Reproduce each line below with no alterations.

Entries taken from a collection –
* * * *

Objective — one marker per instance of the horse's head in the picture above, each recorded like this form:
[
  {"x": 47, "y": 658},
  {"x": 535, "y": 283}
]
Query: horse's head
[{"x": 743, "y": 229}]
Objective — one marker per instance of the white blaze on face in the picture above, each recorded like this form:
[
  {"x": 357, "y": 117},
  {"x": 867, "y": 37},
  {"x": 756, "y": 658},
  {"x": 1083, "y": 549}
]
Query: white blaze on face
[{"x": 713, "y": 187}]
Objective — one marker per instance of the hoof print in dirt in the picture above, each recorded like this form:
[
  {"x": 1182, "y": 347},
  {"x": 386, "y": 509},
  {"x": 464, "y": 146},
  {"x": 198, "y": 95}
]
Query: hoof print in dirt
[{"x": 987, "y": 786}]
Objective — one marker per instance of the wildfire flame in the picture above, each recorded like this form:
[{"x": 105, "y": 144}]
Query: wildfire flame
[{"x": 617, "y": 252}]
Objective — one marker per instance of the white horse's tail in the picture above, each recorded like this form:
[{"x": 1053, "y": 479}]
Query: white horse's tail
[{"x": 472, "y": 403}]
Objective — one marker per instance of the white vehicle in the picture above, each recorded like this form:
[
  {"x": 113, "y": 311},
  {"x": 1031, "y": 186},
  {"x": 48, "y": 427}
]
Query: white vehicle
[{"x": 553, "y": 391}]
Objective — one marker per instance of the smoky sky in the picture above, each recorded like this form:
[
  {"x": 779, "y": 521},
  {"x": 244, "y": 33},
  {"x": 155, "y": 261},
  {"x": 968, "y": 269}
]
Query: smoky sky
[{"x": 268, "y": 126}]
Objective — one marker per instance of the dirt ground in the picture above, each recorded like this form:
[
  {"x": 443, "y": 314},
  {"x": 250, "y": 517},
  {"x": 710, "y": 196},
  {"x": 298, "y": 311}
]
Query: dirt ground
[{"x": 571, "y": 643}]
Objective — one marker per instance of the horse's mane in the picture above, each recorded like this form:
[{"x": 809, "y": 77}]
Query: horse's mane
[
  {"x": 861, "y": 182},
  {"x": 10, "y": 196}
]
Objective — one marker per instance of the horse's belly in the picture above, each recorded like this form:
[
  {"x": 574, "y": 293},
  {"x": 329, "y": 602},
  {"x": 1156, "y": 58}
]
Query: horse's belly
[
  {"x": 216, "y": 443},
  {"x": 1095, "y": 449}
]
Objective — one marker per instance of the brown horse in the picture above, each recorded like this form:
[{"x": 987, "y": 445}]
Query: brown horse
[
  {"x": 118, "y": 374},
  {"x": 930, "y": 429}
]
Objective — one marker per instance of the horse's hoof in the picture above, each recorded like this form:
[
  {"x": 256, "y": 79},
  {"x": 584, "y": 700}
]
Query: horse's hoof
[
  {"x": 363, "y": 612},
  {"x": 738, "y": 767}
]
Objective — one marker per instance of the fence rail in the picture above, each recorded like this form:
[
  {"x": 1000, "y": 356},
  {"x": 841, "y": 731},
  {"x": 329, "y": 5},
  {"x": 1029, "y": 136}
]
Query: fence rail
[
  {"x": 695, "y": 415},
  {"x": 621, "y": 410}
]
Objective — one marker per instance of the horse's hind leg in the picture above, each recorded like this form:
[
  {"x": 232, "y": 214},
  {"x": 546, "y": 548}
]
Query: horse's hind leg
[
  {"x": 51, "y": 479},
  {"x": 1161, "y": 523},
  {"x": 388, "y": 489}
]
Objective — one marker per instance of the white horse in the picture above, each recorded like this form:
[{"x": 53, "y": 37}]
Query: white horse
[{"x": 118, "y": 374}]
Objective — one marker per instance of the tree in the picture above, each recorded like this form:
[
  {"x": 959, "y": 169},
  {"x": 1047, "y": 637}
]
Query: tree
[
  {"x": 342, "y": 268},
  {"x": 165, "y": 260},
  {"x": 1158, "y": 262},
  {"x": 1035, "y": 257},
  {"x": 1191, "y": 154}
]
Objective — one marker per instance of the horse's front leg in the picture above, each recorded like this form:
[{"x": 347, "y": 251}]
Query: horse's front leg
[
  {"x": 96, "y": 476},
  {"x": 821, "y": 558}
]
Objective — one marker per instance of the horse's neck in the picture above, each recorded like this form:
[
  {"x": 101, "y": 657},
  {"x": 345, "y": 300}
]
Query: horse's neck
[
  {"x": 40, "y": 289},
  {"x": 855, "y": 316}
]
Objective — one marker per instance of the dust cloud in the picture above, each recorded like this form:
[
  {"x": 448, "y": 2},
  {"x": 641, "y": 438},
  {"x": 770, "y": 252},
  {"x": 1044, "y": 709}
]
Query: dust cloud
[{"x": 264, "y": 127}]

* * * *

Expected answer –
Objective — one marker per instance of the horse's head in the picture above, each recorded like this form:
[
  {"x": 47, "y": 658},
  {"x": 535, "y": 283}
]
Query: horse's head
[{"x": 743, "y": 229}]
Objective — one marker per instance of the white blaze on face in the picture above, each recorded like this form:
[
  {"x": 357, "y": 117},
  {"x": 867, "y": 37},
  {"x": 756, "y": 658},
  {"x": 1083, "y": 549}
]
Query: white blaze on face
[{"x": 713, "y": 187}]
Objective — one marker per instance of the hoof print in dirt in the picture above, each recorded like this form:
[
  {"x": 1182, "y": 347},
  {"x": 386, "y": 509},
  {"x": 464, "y": 146},
  {"x": 198, "y": 95}
]
Query: hoof print in dirt
[{"x": 987, "y": 786}]
Objective — one marker per instance of the wildfire flame in the picture above, each recorded like this form:
[{"x": 105, "y": 144}]
Query: wildfire flame
[{"x": 617, "y": 252}]
Objective — one marker per instance of the white horse's tail in the picture above, each recorded like this form:
[{"x": 1053, "y": 479}]
Query: white horse's tail
[{"x": 472, "y": 403}]
Objective — one marker per instance of the white vehicle in the picture above, each recorded like this form:
[
  {"x": 113, "y": 311},
  {"x": 1031, "y": 186},
  {"x": 48, "y": 427}
]
Query: white vehicle
[{"x": 553, "y": 391}]
Objective — one marker per instance of the smoky sky in the picture above, each recorded like this form:
[
  {"x": 779, "y": 521},
  {"x": 244, "y": 33},
  {"x": 155, "y": 261},
  {"x": 968, "y": 269}
]
Query: smoky sky
[{"x": 268, "y": 126}]
Objective — one marker per instance of the dirt ground in the picture above, each recorded like this form:
[
  {"x": 443, "y": 314},
  {"x": 250, "y": 517},
  {"x": 710, "y": 196},
  {"x": 298, "y": 311}
]
Query: dirt ground
[{"x": 571, "y": 643}]
Objective — one marker per instance of the horse's mane in the picture above, each recorded like this form:
[{"x": 809, "y": 77}]
Query: horse's mane
[
  {"x": 861, "y": 182},
  {"x": 10, "y": 196}
]
Objective — one marker per instance of the horse's belly in the picture above, each recorded like this form:
[
  {"x": 574, "y": 293},
  {"x": 329, "y": 602},
  {"x": 1156, "y": 58}
]
Query: horse's belly
[
  {"x": 216, "y": 443},
  {"x": 1095, "y": 449}
]
Objective — one marker per instance of the brown horse in the picture above, each recorded like this form:
[{"x": 987, "y": 445}]
Query: brown horse
[
  {"x": 118, "y": 374},
  {"x": 930, "y": 429}
]
Objective — one marker per instance of the horse's hoof in the picture above, each recorded like this form:
[
  {"x": 256, "y": 79},
  {"x": 584, "y": 700}
]
Query: horse's hoof
[
  {"x": 363, "y": 612},
  {"x": 738, "y": 767}
]
Objective — one marker per instance of the fence rail in the picture above, each recorded like this form:
[
  {"x": 1000, "y": 356},
  {"x": 841, "y": 731},
  {"x": 329, "y": 5},
  {"x": 1029, "y": 136}
]
Query: fence rail
[
  {"x": 695, "y": 415},
  {"x": 621, "y": 410}
]
Objective — one marker per instance of the horse's hind leg in the picture above, each recorded like this form:
[
  {"x": 232, "y": 214},
  {"x": 546, "y": 548}
]
Query: horse's hind leg
[
  {"x": 51, "y": 479},
  {"x": 1161, "y": 523},
  {"x": 388, "y": 489}
]
Objective — one marker per instance of the white horse in the picture above, each recorded like this form:
[{"x": 53, "y": 37}]
Query: white horse
[{"x": 118, "y": 374}]
Objective — one marker per instance of the tree in the picture above, each recorded like this form:
[
  {"x": 959, "y": 169},
  {"x": 1047, "y": 637}
]
Query: tree
[
  {"x": 342, "y": 268},
  {"x": 165, "y": 260},
  {"x": 1158, "y": 262},
  {"x": 1035, "y": 257},
  {"x": 1191, "y": 154}
]
Objective — one marker per instance of the horse's front leg in the picture above, each recorded like this form:
[{"x": 347, "y": 251}]
Query: horse's front leg
[
  {"x": 96, "y": 476},
  {"x": 821, "y": 558}
]
Objective — one marker per instance of the horse's neck in the picture above, each recorded like this form:
[
  {"x": 101, "y": 657},
  {"x": 345, "y": 300}
]
Query: horse's neck
[
  {"x": 40, "y": 289},
  {"x": 855, "y": 316}
]
Objective — one marker per instance of the dust cloud in the picture above, each recorded like this form:
[
  {"x": 448, "y": 2},
  {"x": 641, "y": 438},
  {"x": 770, "y": 252},
  {"x": 1044, "y": 709}
]
Query: dust cloud
[{"x": 264, "y": 127}]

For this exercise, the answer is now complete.